### Excerpt:
** BEGIN **
Getting the Trinity Right Really Matters: A Review of Trinitarian Theology
In 2016, the theological landscape was set ablaze with debates surrounding the nature of the Trinity and its relation to human gender roles – debates which, to this day, have left their marks across the theological countryside. Charges of heresy were levied, theological methods were called into question, and theological giants were taken to the mats. The debates, regrettably, were mostly carried out through blog posts and tweet-threads. Now, several years have passed and a bevy of volumes are starting to emerge from the chaos.
One recent example of these post-debate volumes is Trinitarian Theology: Theological Models and Doctrinal Application, edited by Keith Whitfield (B&H Academic). In this book, Whitfield collates three essays from four Southern Baptist authors representing three models of trinitarian thought within the Evangelicalism broadly, and the Southern Baptist Convention specifically. Additionally, each of the contributors provide a response to the other essays.
Scoping out the terrain
In the introduction, Whitfield positions the 2016 Trinity debates in context, gives an overview of Southern Baptists and trinitarian theology, and sets the table for the contributing authors discussions. He also concludes the volume with a superb chapter which aptly summarizes the contributors essays and responses, and provides thought provoking questions to consider moving forward in trinitarian methodology.
In chapters one and four, Bruce Ware, T. Rupert and Lucille Coleman Professor of Christian Theology at Southern Baptist Theological Seminary, contributes an essay and response in defense of the ERAS trinitarian model (Eternal Relations of Authority and Submission), a description which he prefers over similar descriptions such as EFS (Eternal Functional Subordination) or ESS (Eternal Subordination of the Son) (11). Ware purports that there exists within the Godhead a structure of authority and submission which flows from the eternal relations of origin. Thus, in eternity past, the Son always submitted to the Father’s authority, and the Spirit always submitted to the Father and Son.
** END **
### Set problem A:
Reproduce the records verbatim, beginning with the line that contains "outline flower stem, every instance" and continuing through the final line of the records.

Data extracted from a collection
** BEGIN **
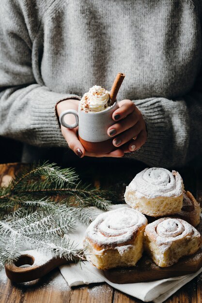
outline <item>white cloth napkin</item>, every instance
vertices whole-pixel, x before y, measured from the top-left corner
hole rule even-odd
[[[124,206],[125,207],[125,204],[113,205],[112,209]],[[85,226],[79,224],[76,231],[68,234],[68,237],[78,243],[78,247],[82,247],[86,229]],[[202,272],[202,268],[197,273],[185,276],[152,282],[117,284],[109,281],[104,276],[102,271],[98,270],[87,261],[80,265],[78,264],[63,265],[60,267],[60,270],[70,287],[106,282],[115,288],[130,296],[145,302],[153,301],[155,303],[161,303]]]

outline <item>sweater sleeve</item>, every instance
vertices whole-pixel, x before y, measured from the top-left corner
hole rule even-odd
[[[181,98],[135,100],[147,130],[147,140],[128,154],[151,166],[181,166],[202,152],[202,76]]]
[[[66,146],[56,106],[80,97],[52,91],[37,83],[32,41],[20,7],[4,2],[0,10],[0,136],[37,146]]]

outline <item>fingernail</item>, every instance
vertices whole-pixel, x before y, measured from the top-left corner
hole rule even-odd
[[[122,141],[121,139],[117,139],[114,141],[114,144],[115,145],[119,145],[119,144],[121,144],[122,142]]]
[[[131,145],[131,146],[130,147],[130,149],[132,151],[135,151],[136,147],[136,146],[135,145]]]
[[[112,128],[112,129],[111,129],[111,130],[109,131],[109,133],[110,136],[113,136],[113,135],[115,135],[116,134],[116,130],[115,128]]]
[[[118,120],[118,119],[119,119],[120,118],[120,115],[119,115],[118,114],[114,116],[114,119],[115,120]]]
[[[82,152],[82,151],[79,148],[78,148],[76,152],[77,153],[77,155],[78,156],[79,158],[80,158],[82,156],[83,153]]]

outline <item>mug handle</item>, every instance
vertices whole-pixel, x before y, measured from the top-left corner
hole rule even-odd
[[[64,121],[64,117],[66,115],[68,115],[69,114],[71,114],[72,115],[74,115],[76,118],[76,122],[74,124],[67,124]],[[78,113],[75,109],[68,109],[67,110],[65,110],[64,111],[62,111],[62,113],[60,115],[60,123],[62,126],[64,127],[66,127],[67,128],[74,128],[75,127],[77,127],[77,126],[78,125]]]

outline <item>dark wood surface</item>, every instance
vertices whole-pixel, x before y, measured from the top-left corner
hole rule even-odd
[[[20,164],[0,165],[0,184],[9,182],[11,176],[22,166]],[[136,173],[145,167],[126,159],[87,160],[78,163],[71,162],[81,178],[103,188],[117,191],[123,201],[126,185]],[[172,167],[176,168],[175,167]],[[185,187],[202,205],[202,169],[186,167],[177,169],[183,178]],[[85,172],[84,173],[83,172]],[[166,303],[202,302],[202,273],[185,285],[167,300]],[[141,290],[140,289],[140,291]],[[59,270],[54,270],[43,278],[27,283],[16,284],[0,272],[0,303],[140,303],[140,300],[116,290],[106,283],[70,288]]]

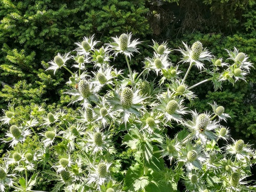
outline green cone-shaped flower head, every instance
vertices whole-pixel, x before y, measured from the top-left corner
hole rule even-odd
[[[197,127],[201,130],[204,130],[210,122],[209,115],[204,113],[200,114],[196,120],[196,124]]]
[[[186,90],[186,87],[184,84],[181,84],[177,89],[177,92],[181,94],[183,94]]]
[[[62,58],[58,55],[55,56],[54,62],[59,67],[61,67],[64,64]]]
[[[141,95],[147,95],[150,92],[150,83],[147,81],[143,81],[140,84],[140,94]]]
[[[125,88],[121,93],[121,102],[124,108],[129,108],[133,104],[133,92],[129,87]]]
[[[62,178],[64,182],[67,182],[70,178],[70,173],[69,172],[66,170],[62,170],[60,172],[60,176],[61,178]]]
[[[150,126],[152,126],[155,124],[155,121],[154,119],[151,117],[148,117],[146,119],[146,123]]]
[[[5,179],[7,175],[4,168],[0,167],[0,180]]]
[[[172,70],[170,70],[170,74],[172,75],[176,75],[176,73],[177,73],[177,71],[176,69],[172,69]]]
[[[102,55],[99,55],[96,57],[97,61],[100,63],[103,63],[104,62],[104,58]]]
[[[34,159],[34,156],[30,153],[27,153],[25,155],[26,159],[29,162],[31,162]]]
[[[78,83],[78,91],[83,98],[87,98],[91,94],[90,86],[85,79],[81,79]]]
[[[128,46],[128,36],[125,33],[123,33],[120,36],[119,42],[121,50],[125,51]]]
[[[178,108],[178,102],[175,100],[171,100],[167,104],[165,110],[169,114],[173,114]]]
[[[216,66],[221,66],[221,60],[217,59],[215,61],[215,65]]]
[[[195,42],[192,45],[192,54],[191,55],[192,59],[198,60],[202,51],[203,45],[202,43],[199,41]]]
[[[14,115],[14,113],[13,112],[12,112],[11,111],[7,111],[6,112],[5,112],[5,115],[6,116],[6,117],[7,117],[8,118],[12,118],[12,117],[13,117],[13,115]]]
[[[162,63],[162,61],[159,58],[157,58],[154,61],[154,63],[155,63],[155,66],[157,69],[161,69],[163,66],[163,64]]]
[[[241,69],[237,68],[234,70],[234,74],[236,76],[238,76],[241,75],[241,73],[242,73],[242,70],[241,70]]]
[[[93,106],[91,104],[89,104],[88,105],[86,108],[86,119],[88,121],[92,121],[93,120],[93,110],[92,108]]]
[[[243,150],[243,147],[244,147],[244,142],[242,139],[239,139],[234,144],[234,150],[237,152],[241,152]]]
[[[47,117],[48,118],[49,122],[51,123],[54,122],[54,121],[55,120],[55,118],[54,118],[54,116],[52,113],[48,113],[47,114]]]
[[[232,186],[237,186],[239,183],[240,179],[240,174],[238,173],[233,173],[231,176],[231,184]]]
[[[234,60],[236,62],[239,61],[240,62],[243,62],[245,58],[245,54],[244,53],[241,52],[238,54],[238,55],[234,58]]]
[[[84,61],[84,57],[83,56],[79,56],[77,59],[77,61],[79,63],[83,63]]]
[[[13,154],[12,154],[12,157],[16,162],[18,162],[22,159],[22,156],[17,152],[15,152]]]
[[[46,136],[47,138],[53,140],[55,137],[55,133],[54,132],[53,132],[52,131],[47,131],[46,132],[45,135]]]
[[[98,165],[98,173],[100,177],[104,177],[106,174],[106,165],[105,163],[100,163]]]
[[[74,135],[76,136],[79,135],[79,133],[77,131],[77,129],[75,125],[72,125],[70,127],[70,130],[71,131],[71,133],[73,133]]]
[[[226,135],[226,134],[227,129],[226,129],[226,127],[222,127],[220,130],[220,135],[221,136],[224,137]]]
[[[159,47],[158,47],[158,48],[157,48],[157,53],[160,55],[162,55],[163,54],[163,52],[164,52],[164,50],[165,50],[165,48],[163,45],[161,45]]]
[[[109,188],[106,189],[106,192],[115,192],[115,190],[113,188]]]
[[[91,49],[91,46],[86,40],[84,40],[82,42],[82,47],[86,51],[88,51]]]
[[[197,152],[195,150],[189,151],[187,154],[187,160],[189,161],[193,161],[197,159]]]
[[[100,84],[104,84],[107,81],[105,75],[102,73],[98,73],[96,75],[96,78]]]
[[[192,175],[192,176],[191,176],[190,181],[193,184],[196,183],[197,182],[197,176],[196,175]]]
[[[15,138],[18,138],[22,135],[22,133],[17,126],[13,125],[10,127],[10,132]]]
[[[225,108],[223,106],[219,106],[215,110],[215,113],[218,115],[221,115],[225,111]]]
[[[97,146],[101,146],[102,144],[102,136],[101,133],[95,132],[93,135],[93,140],[94,144]]]
[[[59,162],[63,167],[66,167],[69,164],[69,160],[67,158],[61,158],[59,160]]]
[[[101,115],[103,117],[105,116],[108,114],[108,110],[106,108],[100,108],[99,112],[100,113],[100,115]]]

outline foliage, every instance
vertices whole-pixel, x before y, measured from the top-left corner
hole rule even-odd
[[[9,148],[1,163],[1,190],[255,190],[248,179],[255,151],[230,136],[222,101],[214,97],[210,109],[200,112],[187,104],[204,83],[219,90],[226,82],[245,81],[253,67],[247,55],[234,48],[226,50],[228,59],[219,60],[199,41],[183,43],[176,50],[182,54],[179,65],[171,62],[167,43],[154,41],[153,57],[145,58],[138,73],[130,63],[140,41],[129,40],[131,33],[99,49],[93,37],[76,44],[78,55],[58,53],[47,68],[70,73],[63,94],[79,110],[34,104],[26,114],[13,105],[4,110],[1,120],[9,130],[1,140]],[[127,75],[111,65],[111,56],[124,57]],[[75,71],[68,65],[71,60]],[[94,70],[88,70],[89,62]],[[195,69],[207,76],[191,84],[188,77]],[[232,96],[214,94],[223,100]]]

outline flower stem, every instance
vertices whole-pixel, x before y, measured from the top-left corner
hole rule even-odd
[[[192,66],[193,66],[193,62],[190,61],[190,63],[189,64],[189,67],[188,67],[188,69],[187,69],[187,71],[186,73],[186,74],[185,75],[185,76],[184,77],[183,79],[182,80],[182,82],[181,82],[181,84],[184,84],[184,82],[185,82],[185,80],[186,80],[186,78],[187,77],[187,75],[188,75],[188,73],[189,73],[189,71],[192,68]]]
[[[209,78],[209,79],[204,79],[204,80],[201,81],[201,82],[199,82],[199,83],[197,83],[197,84],[194,84],[193,86],[191,86],[190,88],[188,88],[187,90],[189,90],[191,89],[193,89],[198,86],[199,86],[199,84],[201,84],[202,83],[203,83],[204,82],[207,82],[207,81],[209,81],[209,80],[211,80],[212,78]]]
[[[74,76],[74,73],[73,73],[71,71],[70,71],[69,69],[68,69],[68,68],[65,66],[62,66],[64,68],[65,68],[69,72],[70,72],[72,76]]]
[[[133,73],[132,72],[132,70],[131,69],[131,67],[130,66],[129,60],[128,60],[128,58],[127,57],[127,56],[124,55],[124,57],[125,57],[125,60],[126,60],[127,65],[128,66],[128,69],[129,69],[131,81],[132,82],[132,83],[133,84],[134,83],[134,82],[133,78],[132,78],[133,77],[133,76],[132,76]]]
** END **
### Set problem B:
In the book review, which trinitarian model does Bruce Ware defend in his essay and response?

### Written reply A:
outline flower stem, every instance
vertices whole-pixel, x before y, measured from the top-left corner
hole rule even-odd
[[[192,66],[193,66],[193,62],[190,61],[190,63],[189,64],[189,67],[188,67],[188,69],[187,69],[187,71],[186,73],[186,74],[185,75],[185,76],[184,77],[183,79],[182,80],[182,82],[181,82],[181,84],[184,84],[184,82],[185,82],[185,80],[186,80],[186,78],[187,77],[187,75],[188,75],[188,73],[189,73],[189,71],[192,68]]]
[[[209,78],[209,79],[204,79],[204,80],[201,81],[201,82],[199,82],[199,83],[197,83],[197,84],[194,84],[193,86],[191,86],[190,88],[188,88],[187,90],[189,90],[191,89],[193,89],[198,86],[199,86],[199,84],[201,84],[202,83],[203,83],[204,82],[207,82],[207,81],[209,81],[209,80],[211,80],[212,78]]]
[[[74,76],[74,73],[73,73],[71,71],[70,71],[69,69],[68,69],[68,68],[65,66],[62,66],[64,68],[65,68],[69,72],[70,72],[72,76]]]
[[[133,73],[132,72],[132,70],[131,69],[131,67],[130,66],[129,60],[128,60],[128,58],[127,57],[127,56],[124,55],[124,57],[125,57],[125,60],[126,60],[127,65],[128,66],[128,69],[129,69],[131,81],[132,82],[132,83],[133,84],[134,83],[134,82],[133,78],[132,78],[133,77],[133,76],[132,76]]]

### Written reply B:
The ERAS model (Eternal Relations of Authority and Submission).